■ **Goal of the exercise**
Word for word, transcribe the lines below and drop the pictures.

■ **Supplied material**
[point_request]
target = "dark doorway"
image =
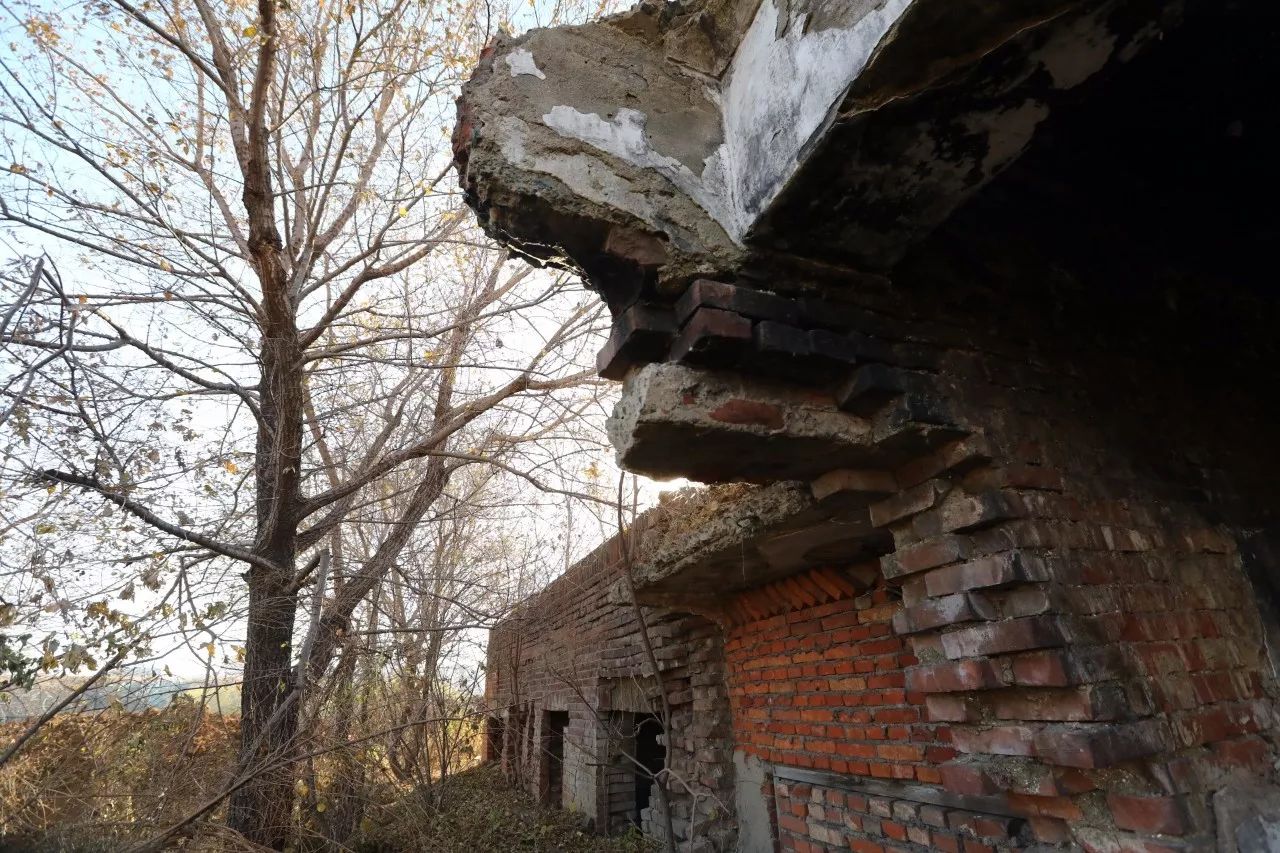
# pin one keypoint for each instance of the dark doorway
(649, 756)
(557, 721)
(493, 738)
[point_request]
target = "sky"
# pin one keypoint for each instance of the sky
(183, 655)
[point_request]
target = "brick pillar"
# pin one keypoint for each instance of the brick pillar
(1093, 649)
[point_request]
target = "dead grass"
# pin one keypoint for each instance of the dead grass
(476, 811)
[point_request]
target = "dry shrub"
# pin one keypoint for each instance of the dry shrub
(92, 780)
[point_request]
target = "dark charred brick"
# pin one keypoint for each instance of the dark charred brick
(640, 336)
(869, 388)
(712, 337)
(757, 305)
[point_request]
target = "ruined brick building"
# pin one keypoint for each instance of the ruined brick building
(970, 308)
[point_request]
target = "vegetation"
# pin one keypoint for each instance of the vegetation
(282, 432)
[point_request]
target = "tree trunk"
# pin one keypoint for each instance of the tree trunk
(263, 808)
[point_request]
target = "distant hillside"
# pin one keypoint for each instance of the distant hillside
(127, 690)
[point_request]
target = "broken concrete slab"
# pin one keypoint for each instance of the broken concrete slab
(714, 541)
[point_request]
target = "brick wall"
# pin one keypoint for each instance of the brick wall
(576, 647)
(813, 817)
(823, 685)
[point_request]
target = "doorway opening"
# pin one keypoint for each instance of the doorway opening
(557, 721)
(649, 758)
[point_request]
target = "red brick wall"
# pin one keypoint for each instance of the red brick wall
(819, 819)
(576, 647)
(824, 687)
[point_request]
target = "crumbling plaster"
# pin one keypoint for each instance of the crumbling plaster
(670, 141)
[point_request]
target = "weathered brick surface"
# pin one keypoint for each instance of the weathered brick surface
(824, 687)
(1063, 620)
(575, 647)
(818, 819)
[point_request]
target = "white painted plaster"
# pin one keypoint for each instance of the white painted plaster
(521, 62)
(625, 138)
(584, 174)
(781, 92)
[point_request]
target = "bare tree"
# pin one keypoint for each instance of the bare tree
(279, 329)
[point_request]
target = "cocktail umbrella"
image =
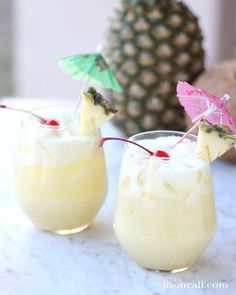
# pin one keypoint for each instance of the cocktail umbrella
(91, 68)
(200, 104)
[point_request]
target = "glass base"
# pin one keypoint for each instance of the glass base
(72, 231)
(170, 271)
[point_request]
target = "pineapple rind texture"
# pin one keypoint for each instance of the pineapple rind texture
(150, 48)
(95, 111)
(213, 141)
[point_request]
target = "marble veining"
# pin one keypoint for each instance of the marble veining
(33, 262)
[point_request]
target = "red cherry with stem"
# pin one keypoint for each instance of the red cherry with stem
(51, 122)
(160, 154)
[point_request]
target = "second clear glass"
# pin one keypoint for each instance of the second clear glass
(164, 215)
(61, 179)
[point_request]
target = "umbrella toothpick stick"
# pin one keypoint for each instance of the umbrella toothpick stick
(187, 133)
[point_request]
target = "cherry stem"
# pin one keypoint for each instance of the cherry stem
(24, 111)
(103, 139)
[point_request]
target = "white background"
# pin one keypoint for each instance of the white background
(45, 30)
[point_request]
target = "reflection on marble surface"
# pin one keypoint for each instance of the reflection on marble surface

■ **Response to the exercise**
[point_request]
target = "dark doorway"
image =
# pin one keypoint for each instance of the dark doorway
(649, 756)
(557, 721)
(493, 738)
[point_request]
target = "sky"
# pin one keypoint for each instance of the sky
(183, 655)
[point_request]
target = "brick pillar"
# pin one keypoint for each instance of the brick pillar
(1093, 649)
[point_request]
target = "dead grass"
# pin one keypoint for each instance of the dead grass
(476, 811)
[point_request]
target = "dry shrub"
# pin one keypoint for each instance of the dry shrub
(92, 780)
[point_request]
target = "dark charred brick"
# pin one keypoint for each instance of the dark charred brick
(640, 336)
(869, 388)
(712, 337)
(757, 305)
[point_request]
target = "ruined brick building"
# pin one keypoint for each instance of the ruined brick building
(970, 308)
[point_request]
target = "vegetation"
# pin one keypoint for each instance of the vegetation
(282, 432)
[point_request]
target = "tree trunk"
# pin one keypoint for each instance of the tree trunk
(263, 808)
[point_request]
target = "distant hillside"
# pin one keypoint for each instance of the distant hillside
(127, 690)
[point_request]
target = "broken concrete slab"
# pin one keypoint for each instance of the broken concrete slab
(714, 541)
[point_request]
target = "brick wall"
# pin one keypoint for each instance of the brick wall
(576, 647)
(813, 817)
(823, 685)
[point_request]
target = "doorway opening"
# pin one keypoint for each instance of the doorway opening
(557, 721)
(649, 758)
[point_request]
target = "red brick wall"
# pin one keypoint for each instance of the red brick wall
(819, 819)
(576, 647)
(824, 687)
[point_request]
target = "crumbling plaster"
# pin one keypoint for each instance of the crumbling plaster
(670, 141)
[point_request]
target = "weathered brick surface"
# pin one keypoint for each instance of the weathered brick surface
(824, 687)
(1063, 620)
(575, 647)
(818, 819)
[point_request]
target = "white painted plaster"
# pin one keypoint for each instance of the white painted plaster
(521, 62)
(625, 138)
(584, 174)
(781, 92)
[point_request]
target = "bare tree"
# pin one keypoint for each instance of the bare tree
(279, 329)
[point_request]
target = "cocktail umbrella"
image =
# pin one keypoint for each instance of the cocktail umbrella
(91, 68)
(200, 104)
[point_request]
target = "glass base"
# pin one keypoint for each instance of the glass base
(72, 231)
(170, 271)
[point_request]
target = "pineapple rind texture"
# pin one keypoint for each instance of the pineapple rind texture
(150, 48)
(95, 111)
(213, 141)
[point_request]
target = "marble veining"
# pin one keypoint for each instance of the marble veining
(33, 262)
[point_request]
target = "red cherry with stem"
# pin one keypoint for each instance of the red cherry with stem
(51, 122)
(160, 154)
[point_request]
target = "second clear glass"
# pin one keypoint for each instance of the second clear glass
(164, 215)
(61, 179)
[point_request]
target = "umbrella toothpick stick"
# pin one keypoint for each instance of the umbrella toothpick stick
(187, 133)
[point_request]
target = "cherry stem"
# pin one keypoint for each instance of the cherry stem
(24, 111)
(103, 139)
[point_request]
target = "white background"
# pin one keypoint for each instance of the white background
(45, 30)
[point_request]
target = "reflection on marble surface"
# pin one keypoint for each instance of the reflection on marble surface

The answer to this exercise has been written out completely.